** Task to carry out **
Report every line in the rows below that contains the string "post", treating uppercase and lowercase as distinct.

** Data for processing **
◇ ◇ ◇ ◇ ◇

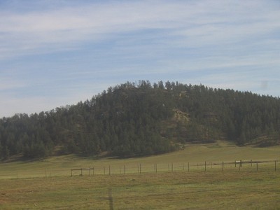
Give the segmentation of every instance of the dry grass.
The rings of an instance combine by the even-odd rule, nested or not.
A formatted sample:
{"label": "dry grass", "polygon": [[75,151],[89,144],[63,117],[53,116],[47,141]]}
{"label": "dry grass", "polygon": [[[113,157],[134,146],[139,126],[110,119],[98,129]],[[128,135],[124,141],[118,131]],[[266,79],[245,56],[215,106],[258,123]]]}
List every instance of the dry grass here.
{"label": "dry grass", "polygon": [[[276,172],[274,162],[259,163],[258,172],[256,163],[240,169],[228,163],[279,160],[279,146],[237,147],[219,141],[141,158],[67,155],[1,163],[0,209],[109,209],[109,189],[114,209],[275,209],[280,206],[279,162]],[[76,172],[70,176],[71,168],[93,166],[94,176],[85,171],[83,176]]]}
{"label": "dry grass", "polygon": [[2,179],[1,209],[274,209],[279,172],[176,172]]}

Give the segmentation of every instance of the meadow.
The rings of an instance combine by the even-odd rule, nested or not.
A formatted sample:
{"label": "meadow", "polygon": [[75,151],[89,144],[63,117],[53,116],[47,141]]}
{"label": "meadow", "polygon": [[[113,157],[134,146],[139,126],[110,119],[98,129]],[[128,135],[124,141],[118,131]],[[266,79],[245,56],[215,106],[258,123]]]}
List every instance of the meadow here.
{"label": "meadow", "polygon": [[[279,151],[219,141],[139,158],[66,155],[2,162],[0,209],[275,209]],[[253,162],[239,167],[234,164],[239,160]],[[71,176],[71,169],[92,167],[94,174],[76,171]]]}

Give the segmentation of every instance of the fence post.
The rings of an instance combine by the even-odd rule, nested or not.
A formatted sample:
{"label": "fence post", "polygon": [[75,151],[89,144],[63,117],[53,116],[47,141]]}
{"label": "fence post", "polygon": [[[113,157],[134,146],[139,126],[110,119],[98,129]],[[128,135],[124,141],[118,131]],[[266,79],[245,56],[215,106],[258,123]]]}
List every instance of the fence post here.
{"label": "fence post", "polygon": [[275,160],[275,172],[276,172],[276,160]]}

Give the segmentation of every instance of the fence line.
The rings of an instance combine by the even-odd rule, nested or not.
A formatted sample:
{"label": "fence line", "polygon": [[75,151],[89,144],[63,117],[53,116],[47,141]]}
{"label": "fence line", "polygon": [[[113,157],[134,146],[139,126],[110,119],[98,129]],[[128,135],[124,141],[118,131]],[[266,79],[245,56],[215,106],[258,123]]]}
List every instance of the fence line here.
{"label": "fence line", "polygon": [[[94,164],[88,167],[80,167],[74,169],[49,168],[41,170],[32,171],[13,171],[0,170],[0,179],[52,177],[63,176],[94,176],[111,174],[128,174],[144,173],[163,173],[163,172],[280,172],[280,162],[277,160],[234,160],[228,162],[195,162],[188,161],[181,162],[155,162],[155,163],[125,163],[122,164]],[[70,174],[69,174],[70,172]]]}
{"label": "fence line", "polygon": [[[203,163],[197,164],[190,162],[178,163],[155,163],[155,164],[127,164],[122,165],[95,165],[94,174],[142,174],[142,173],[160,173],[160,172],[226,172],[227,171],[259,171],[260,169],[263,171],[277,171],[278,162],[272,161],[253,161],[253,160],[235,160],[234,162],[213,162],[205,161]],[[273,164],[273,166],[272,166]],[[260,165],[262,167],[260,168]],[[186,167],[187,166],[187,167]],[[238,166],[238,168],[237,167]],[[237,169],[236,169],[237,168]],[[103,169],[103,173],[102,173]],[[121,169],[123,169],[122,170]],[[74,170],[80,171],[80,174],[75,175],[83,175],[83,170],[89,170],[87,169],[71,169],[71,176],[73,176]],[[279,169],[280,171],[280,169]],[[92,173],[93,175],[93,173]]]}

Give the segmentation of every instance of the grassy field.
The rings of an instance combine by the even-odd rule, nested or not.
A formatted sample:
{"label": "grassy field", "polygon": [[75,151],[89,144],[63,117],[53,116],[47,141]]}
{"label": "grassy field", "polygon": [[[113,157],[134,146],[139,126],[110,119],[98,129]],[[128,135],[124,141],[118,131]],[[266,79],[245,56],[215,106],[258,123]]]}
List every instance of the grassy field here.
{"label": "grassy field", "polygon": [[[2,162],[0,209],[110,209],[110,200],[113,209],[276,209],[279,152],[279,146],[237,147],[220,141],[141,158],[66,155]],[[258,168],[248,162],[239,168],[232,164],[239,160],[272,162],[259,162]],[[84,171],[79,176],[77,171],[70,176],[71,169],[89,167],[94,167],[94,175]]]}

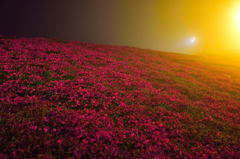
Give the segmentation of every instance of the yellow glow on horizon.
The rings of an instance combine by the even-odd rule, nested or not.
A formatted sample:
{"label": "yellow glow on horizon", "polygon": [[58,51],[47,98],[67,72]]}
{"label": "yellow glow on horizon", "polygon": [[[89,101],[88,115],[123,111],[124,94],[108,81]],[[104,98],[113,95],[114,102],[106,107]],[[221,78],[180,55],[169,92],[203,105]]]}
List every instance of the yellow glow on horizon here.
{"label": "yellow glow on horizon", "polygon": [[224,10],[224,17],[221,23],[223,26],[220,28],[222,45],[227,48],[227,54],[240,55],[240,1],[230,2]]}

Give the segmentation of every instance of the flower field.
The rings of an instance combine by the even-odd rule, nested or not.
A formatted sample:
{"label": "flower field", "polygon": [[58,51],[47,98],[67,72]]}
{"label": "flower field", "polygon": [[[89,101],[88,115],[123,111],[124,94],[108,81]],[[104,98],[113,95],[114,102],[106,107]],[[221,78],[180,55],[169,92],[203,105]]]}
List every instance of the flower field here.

◇ ◇ ◇ ◇ ◇

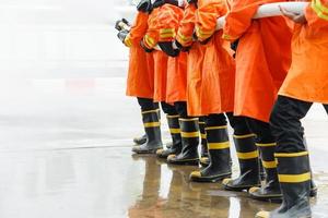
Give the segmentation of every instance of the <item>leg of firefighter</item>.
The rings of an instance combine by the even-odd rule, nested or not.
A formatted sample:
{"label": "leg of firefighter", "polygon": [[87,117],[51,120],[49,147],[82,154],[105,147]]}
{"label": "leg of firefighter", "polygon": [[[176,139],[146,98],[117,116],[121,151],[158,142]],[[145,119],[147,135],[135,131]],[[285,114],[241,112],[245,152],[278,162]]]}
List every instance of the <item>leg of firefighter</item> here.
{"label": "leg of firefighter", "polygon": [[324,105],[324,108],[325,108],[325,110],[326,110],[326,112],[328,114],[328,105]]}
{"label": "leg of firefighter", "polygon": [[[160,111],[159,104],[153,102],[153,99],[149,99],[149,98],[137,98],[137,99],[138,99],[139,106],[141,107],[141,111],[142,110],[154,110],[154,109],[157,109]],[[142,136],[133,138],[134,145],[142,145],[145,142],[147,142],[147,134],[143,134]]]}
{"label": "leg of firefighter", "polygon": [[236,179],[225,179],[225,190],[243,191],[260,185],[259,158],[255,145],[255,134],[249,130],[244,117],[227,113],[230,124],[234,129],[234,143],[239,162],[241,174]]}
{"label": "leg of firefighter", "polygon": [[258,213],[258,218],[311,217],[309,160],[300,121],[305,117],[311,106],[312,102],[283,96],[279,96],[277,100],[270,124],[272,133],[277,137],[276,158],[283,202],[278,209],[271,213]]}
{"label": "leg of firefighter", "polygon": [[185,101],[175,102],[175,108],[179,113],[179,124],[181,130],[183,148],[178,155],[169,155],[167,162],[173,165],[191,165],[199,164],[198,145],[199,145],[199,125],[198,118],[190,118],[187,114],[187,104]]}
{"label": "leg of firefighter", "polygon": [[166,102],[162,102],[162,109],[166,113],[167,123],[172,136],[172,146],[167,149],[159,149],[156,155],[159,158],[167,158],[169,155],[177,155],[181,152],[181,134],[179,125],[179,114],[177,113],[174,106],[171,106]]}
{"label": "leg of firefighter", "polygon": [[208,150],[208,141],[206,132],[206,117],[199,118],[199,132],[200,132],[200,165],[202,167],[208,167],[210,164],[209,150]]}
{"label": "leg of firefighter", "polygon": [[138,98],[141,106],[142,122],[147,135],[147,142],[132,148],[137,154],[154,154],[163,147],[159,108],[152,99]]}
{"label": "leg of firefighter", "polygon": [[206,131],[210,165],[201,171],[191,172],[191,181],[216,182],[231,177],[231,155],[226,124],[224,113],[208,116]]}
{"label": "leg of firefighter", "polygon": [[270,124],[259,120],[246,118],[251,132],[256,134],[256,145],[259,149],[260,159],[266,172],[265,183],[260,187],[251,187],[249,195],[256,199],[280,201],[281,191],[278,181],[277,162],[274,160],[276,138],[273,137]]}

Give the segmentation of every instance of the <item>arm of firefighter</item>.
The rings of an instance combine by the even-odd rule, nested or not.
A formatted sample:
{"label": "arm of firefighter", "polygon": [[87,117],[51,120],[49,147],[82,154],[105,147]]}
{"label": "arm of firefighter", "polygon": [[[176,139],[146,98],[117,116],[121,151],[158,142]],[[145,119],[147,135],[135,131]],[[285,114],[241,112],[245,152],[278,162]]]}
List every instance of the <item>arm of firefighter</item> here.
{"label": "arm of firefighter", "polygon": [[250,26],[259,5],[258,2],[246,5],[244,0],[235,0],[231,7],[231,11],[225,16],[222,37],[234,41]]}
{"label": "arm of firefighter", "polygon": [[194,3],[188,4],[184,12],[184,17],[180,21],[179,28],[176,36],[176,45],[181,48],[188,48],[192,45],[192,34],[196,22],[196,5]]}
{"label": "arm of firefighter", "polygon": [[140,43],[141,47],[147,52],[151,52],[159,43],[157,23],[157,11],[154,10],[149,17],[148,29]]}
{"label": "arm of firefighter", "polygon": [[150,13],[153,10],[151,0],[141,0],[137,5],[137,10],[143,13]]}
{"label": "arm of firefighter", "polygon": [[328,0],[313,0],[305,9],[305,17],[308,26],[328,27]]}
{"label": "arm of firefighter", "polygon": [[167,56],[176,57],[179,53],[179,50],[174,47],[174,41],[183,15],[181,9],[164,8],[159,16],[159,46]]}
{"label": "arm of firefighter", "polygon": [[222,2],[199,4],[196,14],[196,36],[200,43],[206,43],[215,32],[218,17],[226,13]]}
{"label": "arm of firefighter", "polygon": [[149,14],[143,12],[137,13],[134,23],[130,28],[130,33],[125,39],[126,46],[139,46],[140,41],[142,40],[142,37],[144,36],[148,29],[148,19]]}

◇ ◇ ◇ ◇ ◇

** Exercise solution **
Give the segmentation of every instance of the fence post.
{"label": "fence post", "polygon": [[75,151],[89,144],[63,117],[53,116],[47,141]]}
{"label": "fence post", "polygon": [[[113,157],[134,146],[139,126],[110,119],[98,129]],[[128,135],[124,141],[118,131]],[[266,79],[245,56],[215,106],[258,123]]]}
List every instance of the fence post here.
{"label": "fence post", "polygon": [[275,160],[275,172],[276,172],[276,160]]}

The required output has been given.